**PROBLEM STATEMENT**
Extract every line of the listing below that contains the word "dark", treating uppercase and lowercase letters as distinct.

**THE INPUT**
━━━

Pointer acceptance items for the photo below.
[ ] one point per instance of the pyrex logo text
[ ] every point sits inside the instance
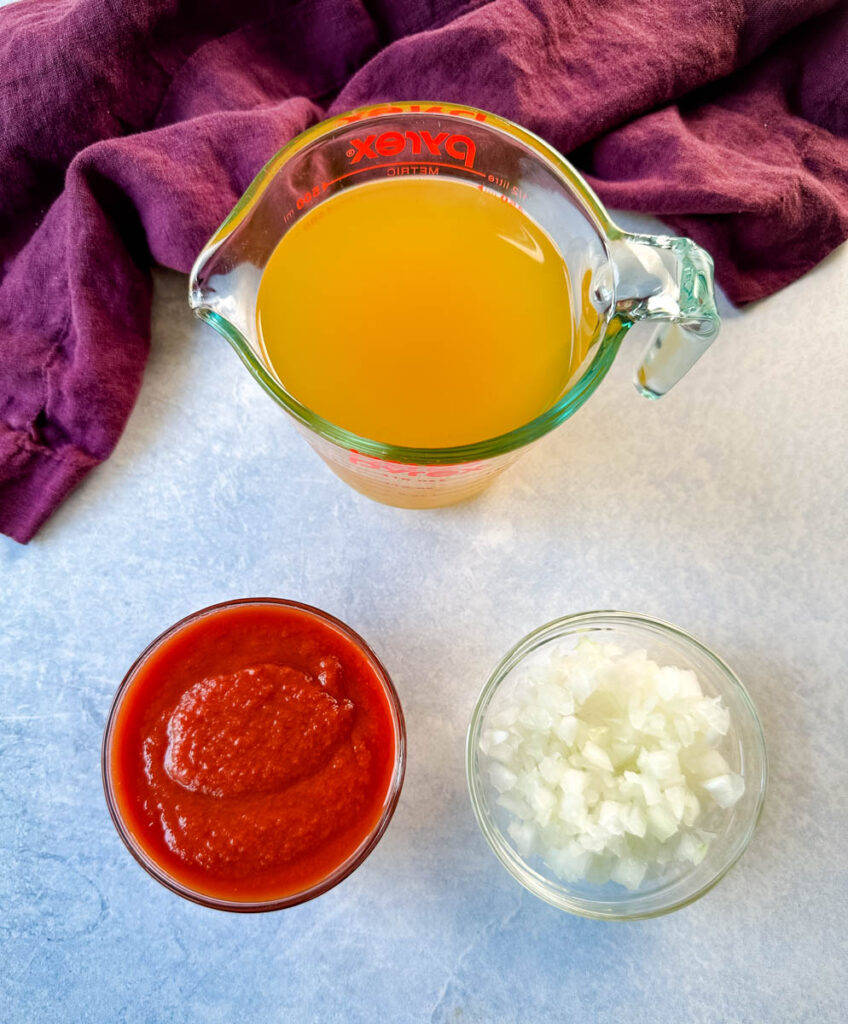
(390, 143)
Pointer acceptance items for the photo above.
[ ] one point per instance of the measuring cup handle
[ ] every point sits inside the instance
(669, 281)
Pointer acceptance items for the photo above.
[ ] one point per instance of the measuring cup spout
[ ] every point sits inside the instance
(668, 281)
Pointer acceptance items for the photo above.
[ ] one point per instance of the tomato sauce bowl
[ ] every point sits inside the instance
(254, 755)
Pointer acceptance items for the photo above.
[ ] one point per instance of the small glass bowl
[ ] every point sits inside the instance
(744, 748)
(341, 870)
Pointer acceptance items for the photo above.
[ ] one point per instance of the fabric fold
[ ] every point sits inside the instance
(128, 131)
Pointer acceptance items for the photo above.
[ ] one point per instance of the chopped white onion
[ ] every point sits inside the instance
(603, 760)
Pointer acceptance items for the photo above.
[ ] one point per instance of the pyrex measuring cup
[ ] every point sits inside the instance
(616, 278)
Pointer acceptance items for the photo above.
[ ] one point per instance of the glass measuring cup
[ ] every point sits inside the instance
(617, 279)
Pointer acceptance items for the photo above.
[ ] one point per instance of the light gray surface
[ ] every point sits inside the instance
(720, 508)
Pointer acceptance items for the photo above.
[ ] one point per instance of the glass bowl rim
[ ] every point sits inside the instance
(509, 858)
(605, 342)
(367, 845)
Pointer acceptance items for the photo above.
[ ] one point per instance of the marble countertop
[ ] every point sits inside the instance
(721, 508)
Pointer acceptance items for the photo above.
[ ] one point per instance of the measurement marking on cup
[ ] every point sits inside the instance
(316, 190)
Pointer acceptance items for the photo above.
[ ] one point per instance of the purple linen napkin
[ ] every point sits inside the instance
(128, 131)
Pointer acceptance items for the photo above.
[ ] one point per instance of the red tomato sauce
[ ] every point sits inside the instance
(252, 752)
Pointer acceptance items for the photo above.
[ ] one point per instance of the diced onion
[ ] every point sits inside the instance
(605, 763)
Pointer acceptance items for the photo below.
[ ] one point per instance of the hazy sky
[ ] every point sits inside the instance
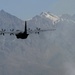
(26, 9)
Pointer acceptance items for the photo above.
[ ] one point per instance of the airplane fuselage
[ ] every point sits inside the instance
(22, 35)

━━━

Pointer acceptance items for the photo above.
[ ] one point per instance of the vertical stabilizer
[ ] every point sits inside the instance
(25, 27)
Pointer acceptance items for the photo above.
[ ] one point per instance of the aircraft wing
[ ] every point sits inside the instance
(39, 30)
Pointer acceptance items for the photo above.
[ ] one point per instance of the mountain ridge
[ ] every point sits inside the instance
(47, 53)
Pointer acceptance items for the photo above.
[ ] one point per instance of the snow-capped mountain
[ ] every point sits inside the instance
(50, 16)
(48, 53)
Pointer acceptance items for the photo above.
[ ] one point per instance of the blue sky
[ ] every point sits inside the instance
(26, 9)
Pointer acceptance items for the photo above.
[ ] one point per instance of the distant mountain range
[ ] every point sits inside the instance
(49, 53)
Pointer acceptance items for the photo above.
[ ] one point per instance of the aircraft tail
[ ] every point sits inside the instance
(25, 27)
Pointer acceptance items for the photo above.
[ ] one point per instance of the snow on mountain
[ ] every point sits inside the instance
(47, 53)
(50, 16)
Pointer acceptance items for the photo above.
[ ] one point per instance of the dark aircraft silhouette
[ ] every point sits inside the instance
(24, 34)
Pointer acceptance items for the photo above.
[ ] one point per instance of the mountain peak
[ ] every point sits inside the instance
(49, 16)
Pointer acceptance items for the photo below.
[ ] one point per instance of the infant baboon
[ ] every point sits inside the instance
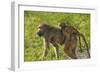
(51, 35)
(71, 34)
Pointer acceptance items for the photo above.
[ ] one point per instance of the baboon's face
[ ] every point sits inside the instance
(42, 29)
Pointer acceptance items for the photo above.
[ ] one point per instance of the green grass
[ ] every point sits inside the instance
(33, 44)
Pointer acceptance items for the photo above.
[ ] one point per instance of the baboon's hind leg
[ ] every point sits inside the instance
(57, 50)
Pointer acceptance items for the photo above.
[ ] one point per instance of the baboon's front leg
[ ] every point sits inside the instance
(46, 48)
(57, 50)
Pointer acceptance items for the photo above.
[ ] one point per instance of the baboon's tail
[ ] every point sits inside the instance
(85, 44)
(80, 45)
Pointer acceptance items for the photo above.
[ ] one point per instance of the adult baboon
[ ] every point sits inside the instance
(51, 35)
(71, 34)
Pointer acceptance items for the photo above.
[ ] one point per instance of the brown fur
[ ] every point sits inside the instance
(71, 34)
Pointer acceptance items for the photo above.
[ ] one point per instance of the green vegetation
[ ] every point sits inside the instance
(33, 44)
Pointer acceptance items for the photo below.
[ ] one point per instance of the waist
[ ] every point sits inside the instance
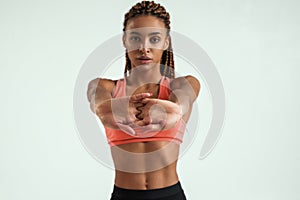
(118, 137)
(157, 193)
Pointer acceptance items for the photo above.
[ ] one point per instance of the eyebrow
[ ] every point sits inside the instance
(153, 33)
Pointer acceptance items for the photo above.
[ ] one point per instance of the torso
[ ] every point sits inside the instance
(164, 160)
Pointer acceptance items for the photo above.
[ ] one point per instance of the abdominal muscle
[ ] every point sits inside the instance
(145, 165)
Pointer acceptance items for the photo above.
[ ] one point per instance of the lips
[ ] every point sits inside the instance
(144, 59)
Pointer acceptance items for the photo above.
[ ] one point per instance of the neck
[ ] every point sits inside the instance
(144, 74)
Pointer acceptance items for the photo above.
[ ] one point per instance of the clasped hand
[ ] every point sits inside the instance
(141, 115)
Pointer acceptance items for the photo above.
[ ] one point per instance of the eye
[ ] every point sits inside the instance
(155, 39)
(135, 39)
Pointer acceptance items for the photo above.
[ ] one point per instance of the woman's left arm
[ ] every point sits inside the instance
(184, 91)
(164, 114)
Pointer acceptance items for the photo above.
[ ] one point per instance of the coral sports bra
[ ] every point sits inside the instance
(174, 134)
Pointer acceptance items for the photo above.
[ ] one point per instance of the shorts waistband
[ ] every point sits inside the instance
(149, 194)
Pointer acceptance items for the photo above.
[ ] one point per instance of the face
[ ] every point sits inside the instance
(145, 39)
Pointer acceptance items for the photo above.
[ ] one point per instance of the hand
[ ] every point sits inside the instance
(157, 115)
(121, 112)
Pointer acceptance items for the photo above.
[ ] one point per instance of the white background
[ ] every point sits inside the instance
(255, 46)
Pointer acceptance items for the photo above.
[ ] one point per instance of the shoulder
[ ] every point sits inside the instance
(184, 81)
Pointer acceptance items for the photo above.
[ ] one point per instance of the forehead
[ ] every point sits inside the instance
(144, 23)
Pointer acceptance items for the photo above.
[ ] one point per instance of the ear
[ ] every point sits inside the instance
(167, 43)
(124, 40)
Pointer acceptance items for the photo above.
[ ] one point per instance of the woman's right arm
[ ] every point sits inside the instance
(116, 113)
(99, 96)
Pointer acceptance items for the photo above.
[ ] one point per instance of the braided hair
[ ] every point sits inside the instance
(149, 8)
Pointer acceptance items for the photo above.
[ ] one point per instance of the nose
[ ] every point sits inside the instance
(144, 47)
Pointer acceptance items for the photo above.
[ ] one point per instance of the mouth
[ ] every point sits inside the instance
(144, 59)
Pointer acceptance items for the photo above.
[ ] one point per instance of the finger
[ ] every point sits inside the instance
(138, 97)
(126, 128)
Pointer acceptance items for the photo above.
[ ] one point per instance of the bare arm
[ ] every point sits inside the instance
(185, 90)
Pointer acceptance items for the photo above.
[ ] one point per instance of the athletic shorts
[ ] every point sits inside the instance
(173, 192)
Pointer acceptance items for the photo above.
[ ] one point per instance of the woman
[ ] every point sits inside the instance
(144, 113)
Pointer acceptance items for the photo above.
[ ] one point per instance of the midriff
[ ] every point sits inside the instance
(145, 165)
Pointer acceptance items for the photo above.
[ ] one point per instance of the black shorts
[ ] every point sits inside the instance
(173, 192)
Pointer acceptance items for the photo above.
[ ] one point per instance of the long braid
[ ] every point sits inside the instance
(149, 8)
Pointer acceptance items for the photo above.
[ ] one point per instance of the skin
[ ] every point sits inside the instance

━━━

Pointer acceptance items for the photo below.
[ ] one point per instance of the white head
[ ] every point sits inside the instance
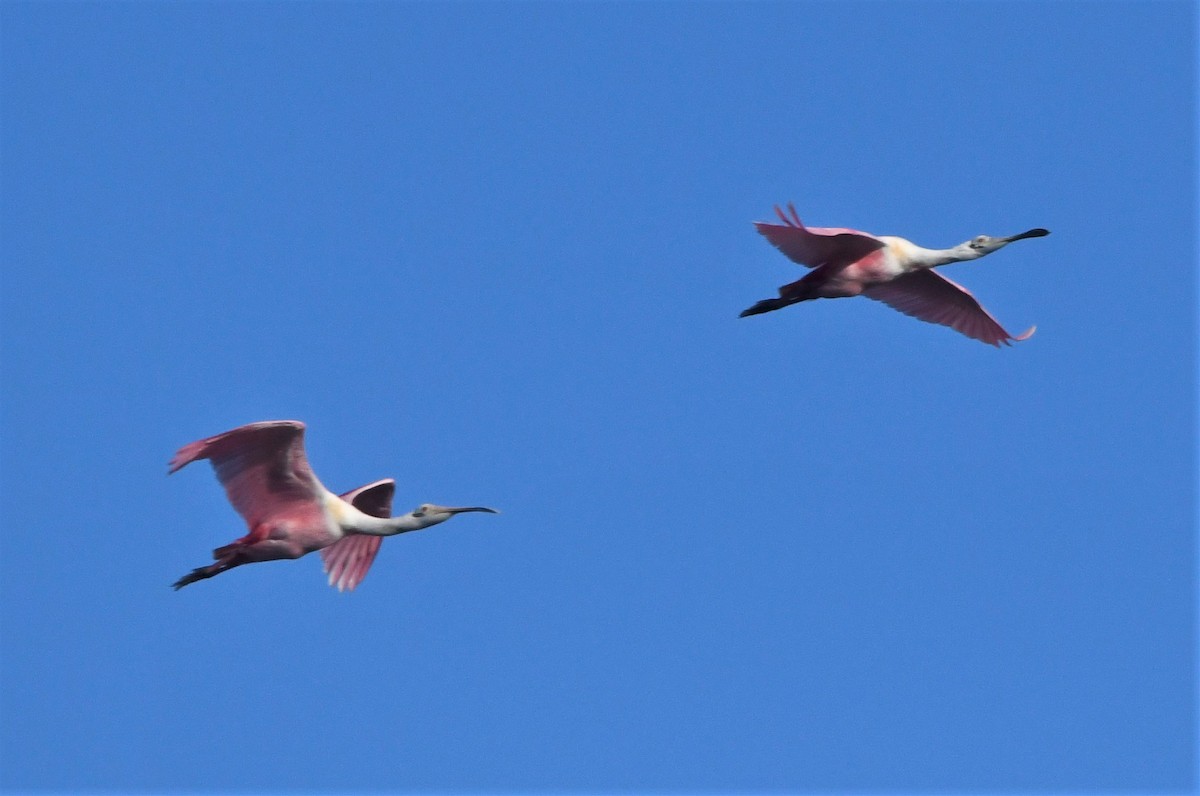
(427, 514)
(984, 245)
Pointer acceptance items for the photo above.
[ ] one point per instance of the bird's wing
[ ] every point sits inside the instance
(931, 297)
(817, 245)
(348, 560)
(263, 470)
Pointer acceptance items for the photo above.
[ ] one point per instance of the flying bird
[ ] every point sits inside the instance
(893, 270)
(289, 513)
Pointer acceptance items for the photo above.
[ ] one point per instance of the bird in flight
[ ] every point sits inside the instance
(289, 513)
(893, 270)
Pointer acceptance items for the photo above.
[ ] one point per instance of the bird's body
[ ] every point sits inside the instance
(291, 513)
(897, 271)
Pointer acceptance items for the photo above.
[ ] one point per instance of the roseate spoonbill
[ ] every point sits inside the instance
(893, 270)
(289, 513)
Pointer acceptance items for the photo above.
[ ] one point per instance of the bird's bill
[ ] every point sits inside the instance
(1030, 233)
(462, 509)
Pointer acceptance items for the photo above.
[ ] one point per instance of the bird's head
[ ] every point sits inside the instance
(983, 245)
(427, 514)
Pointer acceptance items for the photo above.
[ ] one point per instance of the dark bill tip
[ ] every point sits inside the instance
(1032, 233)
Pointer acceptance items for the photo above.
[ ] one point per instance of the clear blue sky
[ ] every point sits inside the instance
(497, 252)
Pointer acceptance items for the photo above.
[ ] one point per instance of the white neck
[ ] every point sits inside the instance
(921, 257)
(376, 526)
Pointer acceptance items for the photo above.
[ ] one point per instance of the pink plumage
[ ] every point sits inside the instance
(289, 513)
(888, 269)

━━━

**SOLUTION BELOW**
[ ] one point per instance of the dark aircraft silhouette
[ ] one point per instance of the dark bill tip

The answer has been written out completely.